== Complete the following ==
1/ In the hornet portrait thread, rewrite the paragraph beginning "Beautiful shots, as usual" as a short bulleted list that keeps its main facts.
2/ Using the hornet portrait thread, answer each question on its own line:
(a) Which camera body did carlos58 use?
(b) How much were the shots cropped?
(c) What light was used for the shots?
3/ In the hornet portrait thread, update the passage starting with "I'd have used" and going on through "Murasaki (Nov 5, 2012)", putting "bug spray" in place of "wasp spray".

== Text to read ==
# Portrait of hornet



## carlos58 (Nov 5, 2012)

hello everyone
from my gallery of strange faces of insects
Strange faces : portrait insects Photo Gallery by carlogalliani at pbase.com

some portrait of terrific hornet


----------



## binga63 (Nov 5, 2012)

awesome... nice pics


----------



## Patriot (Nov 5, 2012)

What did you use?


----------



## sm4him (Nov 5, 2012)

Patriot said:


> What did you use?



I'd have used wasp spray. :lmao:

Beautiful shots, as usual. Remind me of some Charlie (cgipson) took this summer. I love my macro, but there is NO way I'm getting quite this close, for that long, to a hornet.


----------



## Murasaki (Nov 5, 2012)

WOW . fantastic ... love em


----------



## 4meandthem (Nov 6, 2012)

Great pics! Some of the best I have seen. I hate those little F^&*(( though.


----------



## carlos58 (Nov 6, 2012)

thanks everyone for comments
I used D300 and 70/180 macro nikon 1:1 + extension tube kenko 20mm
crop is only 5-10% for best composition


----------



## jjdig (Nov 6, 2012)

Great shots!!


----------



## jfrabat (Nov 6, 2012)

Awesome!


----------



## sactown024 (Nov 6, 2012)

Awesome! any lighting?


----------



## carlos58 (Nov 7, 2012)

thank you very much
only natural light, no flash


----------

== Given information ==
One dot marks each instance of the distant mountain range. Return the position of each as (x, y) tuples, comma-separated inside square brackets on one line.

== Answers to the exercises ==
1/
- The shots are beautiful, as usual.
- They recall some shots Charlie (cgipson) took this summer.
- The writer loves their macro but would never get this close to a hornet for that long.

2/
(a) A D300.
(b) Only 5-10%, for the best composition.
(c) Only natural light, with no flash.

3/
I'd have used bug spray. :lmao:

Beautiful shots, as usual. Remind me of some Charlie (cgipson) took this summer. I love my macro, but there is NO way I'm getting quite this close, for that long, to a hornet.


----------



## Murasaki (Nov 5, 2012)